> [Extract provided]
** Begin **
Idaho Power identifies issues with further wind additions

Idaho Power has added a lot of wind-generated capacity on its system in recent years, but faces serious issues going forward with squeezing more such capacity on the existing system while at the same time having enough back-up generation to balance wind’s notorious variability.

“As a variable and uncertain generating resource, wind generators require Idaho Power to modify power system operations to successfully integrate such projects without impacting system reliability,” said a wind integration study that the utility released in February in conjunction with an update of its 2011 integrated resource plan. “The company must build into its generation scheduling extra operating reserves designed to allow dispatchable generators to respond to wind’s variability and uncertainty.”

Idaho Power, similar to much of the Pacific Northwest, has experienced rapid growth in wind generation over recent years. As of January 2013, Idaho Power has reached on-line wind generation totaling 678 MW of nameplate capacity.

“This rapid growth has led to the recognition that Idaho Power’s finite capability for integrating wind is nearing depletion,” the study said. “Even at the current level of wind penetration, dispatchable thermal and hydro generators are not always capable of providing the balancing reserves necessary to integrate wind. This situation is expected to worsen as wind penetration levels increase.”
** End **
> [Given instruction 1] Print the rows word for word, everything from the first line of the rows down to the line that contains "point(793, 11)", with both ends included.

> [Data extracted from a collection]
** Begin **
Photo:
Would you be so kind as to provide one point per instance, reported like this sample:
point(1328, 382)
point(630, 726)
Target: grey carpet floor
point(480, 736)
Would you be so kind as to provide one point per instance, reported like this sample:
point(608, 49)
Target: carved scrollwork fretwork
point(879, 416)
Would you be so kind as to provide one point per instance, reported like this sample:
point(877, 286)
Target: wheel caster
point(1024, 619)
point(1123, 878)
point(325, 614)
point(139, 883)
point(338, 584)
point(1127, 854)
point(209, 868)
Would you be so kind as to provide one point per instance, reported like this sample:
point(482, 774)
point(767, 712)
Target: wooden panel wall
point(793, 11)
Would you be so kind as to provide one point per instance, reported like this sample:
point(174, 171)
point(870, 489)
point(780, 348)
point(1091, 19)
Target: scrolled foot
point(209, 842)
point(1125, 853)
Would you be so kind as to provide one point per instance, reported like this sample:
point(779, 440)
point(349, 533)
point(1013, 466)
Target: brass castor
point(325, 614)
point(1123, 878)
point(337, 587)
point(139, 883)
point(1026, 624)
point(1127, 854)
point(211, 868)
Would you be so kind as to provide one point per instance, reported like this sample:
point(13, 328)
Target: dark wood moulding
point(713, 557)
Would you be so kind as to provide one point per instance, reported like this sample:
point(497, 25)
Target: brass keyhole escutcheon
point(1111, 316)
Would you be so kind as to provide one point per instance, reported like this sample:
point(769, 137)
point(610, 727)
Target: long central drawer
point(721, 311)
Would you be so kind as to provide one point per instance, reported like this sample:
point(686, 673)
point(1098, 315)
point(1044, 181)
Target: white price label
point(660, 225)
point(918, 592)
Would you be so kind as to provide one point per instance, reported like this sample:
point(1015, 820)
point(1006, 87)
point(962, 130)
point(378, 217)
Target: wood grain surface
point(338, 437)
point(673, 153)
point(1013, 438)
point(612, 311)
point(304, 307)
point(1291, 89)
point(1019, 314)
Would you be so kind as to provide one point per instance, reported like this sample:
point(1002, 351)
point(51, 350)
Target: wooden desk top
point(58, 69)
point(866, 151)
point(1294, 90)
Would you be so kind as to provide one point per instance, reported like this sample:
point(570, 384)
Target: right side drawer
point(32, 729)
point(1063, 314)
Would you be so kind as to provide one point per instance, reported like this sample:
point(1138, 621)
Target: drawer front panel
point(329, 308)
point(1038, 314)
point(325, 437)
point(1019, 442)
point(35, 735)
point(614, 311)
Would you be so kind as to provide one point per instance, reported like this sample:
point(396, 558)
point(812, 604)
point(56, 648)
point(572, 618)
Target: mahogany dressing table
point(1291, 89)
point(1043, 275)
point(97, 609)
** End **
> [Given instruction 2] Output the passage from the article on Idaho Power's wind generation word for word, everything from "Idaho Power, similar" down to "of nameplate capacity.", both included.

> [Right answer 1]
Photo:
Would you be so kind as to provide one point per instance, reported like this sample:
point(1328, 382)
point(630, 726)
Target: grey carpet floor
point(480, 736)
Would you be so kind as to provide one point per instance, reported like this sample:
point(608, 49)
Target: carved scrollwork fretwork
point(879, 416)
Would you be so kind as to provide one point per instance, reported like this sample:
point(877, 286)
Target: wheel caster
point(1024, 619)
point(1123, 878)
point(325, 614)
point(139, 883)
point(338, 584)
point(1127, 854)
point(209, 868)
Would you be so kind as to provide one point per instance, reported like this sample:
point(482, 774)
point(767, 712)
Target: wooden panel wall
point(793, 11)

> [Right answer 2]
Idaho Power, similar to much of the Pacific Northwest, has experienced rapid growth in wind generation over recent years. As of January 2013, Idaho Power has reached on-line wind generation totaling 678 MW of nameplate capacity.